# Set task A
Answer these about the Jenkins build node article:
(i) In what form can both the controller and a build node run on Kubernetes?
(ii) Which ways of connecting the node and the controller are named?
(iii) What kind of approach does the article introduce for managing build nodes?
# Set task B
Can you copy the part of the Jenkins build node article that opens with the words containing "Author: Rick" and closes with "maintaining build nodes."?

Manage Jenkins build nodes with Kubernetes built-in PodTemplate

Author: Rick

Jenkins can be well integrated with Kubernetes, whether it is a controller (controller) or a build node (agent), it can run on Kubernetes in the form of Pod. Users who are familiar with Jenkins know that Jenkins supports multiple types of build nodes, such as fixed configuration and dynamic configuration. The way the node and the controller are connected include: JNLP, SSH, etc. For users who are already fully embracing container technology, most use build nodes by connecting to Kubernetes clusters and dynamically starting and destroying Pods. As the types and numbers of construction nodes increase, how to maintain these Kubernetes-based nodes more effectively has gradually become a problem. In this article, I will introduce a configuration-as-code-based approach to managing and maintaining build nodes.

# Raw records
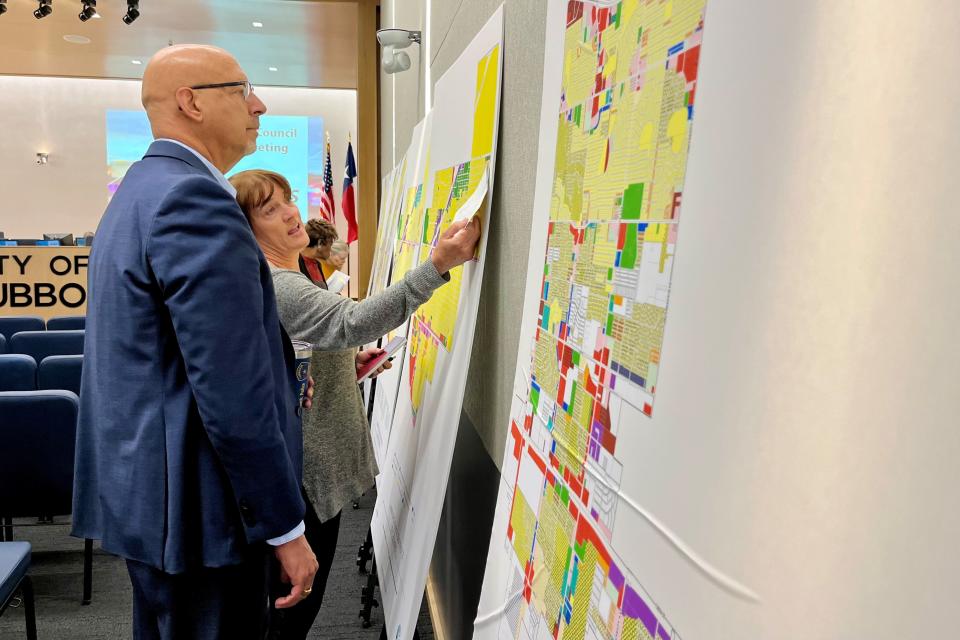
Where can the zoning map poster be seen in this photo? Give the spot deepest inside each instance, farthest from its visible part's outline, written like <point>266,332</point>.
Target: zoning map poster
<point>454,166</point>
<point>619,98</point>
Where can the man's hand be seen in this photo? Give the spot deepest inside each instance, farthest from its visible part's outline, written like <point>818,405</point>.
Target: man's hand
<point>298,565</point>
<point>456,245</point>
<point>366,355</point>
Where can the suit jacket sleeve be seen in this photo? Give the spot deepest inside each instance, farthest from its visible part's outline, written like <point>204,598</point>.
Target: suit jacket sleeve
<point>207,264</point>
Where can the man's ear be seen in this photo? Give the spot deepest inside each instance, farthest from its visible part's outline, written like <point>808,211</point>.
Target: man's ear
<point>187,104</point>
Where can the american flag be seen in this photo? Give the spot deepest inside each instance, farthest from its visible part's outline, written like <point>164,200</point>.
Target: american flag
<point>327,208</point>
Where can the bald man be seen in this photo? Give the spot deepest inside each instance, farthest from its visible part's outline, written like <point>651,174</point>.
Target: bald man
<point>189,446</point>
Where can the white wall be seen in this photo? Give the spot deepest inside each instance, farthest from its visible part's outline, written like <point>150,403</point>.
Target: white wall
<point>65,117</point>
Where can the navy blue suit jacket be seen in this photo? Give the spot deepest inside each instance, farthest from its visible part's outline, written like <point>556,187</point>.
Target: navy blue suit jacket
<point>188,444</point>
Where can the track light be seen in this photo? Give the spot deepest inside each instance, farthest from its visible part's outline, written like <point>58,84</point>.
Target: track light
<point>44,8</point>
<point>88,10</point>
<point>392,40</point>
<point>133,11</point>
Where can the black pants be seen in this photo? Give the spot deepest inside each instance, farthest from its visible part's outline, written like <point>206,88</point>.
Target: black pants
<point>294,623</point>
<point>227,603</point>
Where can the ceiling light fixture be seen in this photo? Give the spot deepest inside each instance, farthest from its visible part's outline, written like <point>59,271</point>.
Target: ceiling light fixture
<point>88,10</point>
<point>44,8</point>
<point>392,40</point>
<point>133,11</point>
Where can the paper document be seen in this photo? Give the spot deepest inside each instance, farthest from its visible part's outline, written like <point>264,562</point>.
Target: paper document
<point>337,281</point>
<point>475,201</point>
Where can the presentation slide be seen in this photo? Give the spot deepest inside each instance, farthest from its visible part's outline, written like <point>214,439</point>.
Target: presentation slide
<point>290,145</point>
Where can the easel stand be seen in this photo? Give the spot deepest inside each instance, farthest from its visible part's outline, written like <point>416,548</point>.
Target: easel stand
<point>367,599</point>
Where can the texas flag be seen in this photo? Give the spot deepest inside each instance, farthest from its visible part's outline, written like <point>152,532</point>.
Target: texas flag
<point>348,202</point>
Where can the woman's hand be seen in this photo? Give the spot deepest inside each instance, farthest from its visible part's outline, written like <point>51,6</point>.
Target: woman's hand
<point>456,245</point>
<point>308,396</point>
<point>366,355</point>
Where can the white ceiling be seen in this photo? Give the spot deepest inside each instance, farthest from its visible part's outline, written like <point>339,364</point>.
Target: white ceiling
<point>312,44</point>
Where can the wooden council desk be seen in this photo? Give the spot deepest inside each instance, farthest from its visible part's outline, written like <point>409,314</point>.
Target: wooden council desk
<point>43,281</point>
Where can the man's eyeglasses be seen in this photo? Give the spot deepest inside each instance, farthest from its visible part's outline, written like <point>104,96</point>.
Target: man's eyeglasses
<point>247,87</point>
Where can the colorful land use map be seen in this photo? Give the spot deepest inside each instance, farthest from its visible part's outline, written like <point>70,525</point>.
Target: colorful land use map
<point>450,159</point>
<point>623,117</point>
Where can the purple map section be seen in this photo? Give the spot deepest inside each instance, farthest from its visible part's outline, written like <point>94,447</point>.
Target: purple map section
<point>616,578</point>
<point>635,607</point>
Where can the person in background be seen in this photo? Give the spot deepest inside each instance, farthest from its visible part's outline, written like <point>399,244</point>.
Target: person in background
<point>321,234</point>
<point>339,251</point>
<point>333,272</point>
<point>338,453</point>
<point>188,447</point>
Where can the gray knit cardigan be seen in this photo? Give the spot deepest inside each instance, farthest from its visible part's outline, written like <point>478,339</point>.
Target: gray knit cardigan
<point>338,462</point>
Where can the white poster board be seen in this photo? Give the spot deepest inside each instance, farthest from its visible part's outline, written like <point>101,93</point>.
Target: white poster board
<point>460,156</point>
<point>796,476</point>
<point>403,246</point>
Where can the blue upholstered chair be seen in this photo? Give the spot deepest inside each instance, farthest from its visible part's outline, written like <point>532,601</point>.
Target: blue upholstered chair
<point>66,323</point>
<point>60,372</point>
<point>38,432</point>
<point>18,372</point>
<point>14,562</point>
<point>10,325</point>
<point>41,344</point>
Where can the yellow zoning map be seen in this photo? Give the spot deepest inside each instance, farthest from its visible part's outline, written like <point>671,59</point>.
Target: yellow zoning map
<point>433,325</point>
<point>625,110</point>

# Reply A
(i) In the form of a Pod.
(ii) JNLP and SSH.
(iii) A configuration-as-code-based approach.

# Reply B
Author: Rick

Jenkins can be well integrated with Kubernetes, whether it is a controller (controller) or a build node (agent), it can run on Kubernetes in the form of Pod. Users who are familiar with Jenkins know that Jenkins supports multiple types of build nodes, such as fixed configuration and dynamic configuration. The way the node and the controller are connected include: JNLP, SSH, etc. For users who are already fully embracing container technology, most use build nodes by connecting to Kubernetes clusters and dynamically starting and destroying Pods. As the types and numbers of construction nodes increase, how to maintain these Kubernetes-based nodes more effectively has gradually become a problem. In this article, I will introduce a configuration-as-code-based approach to managing and maintaining build nodes.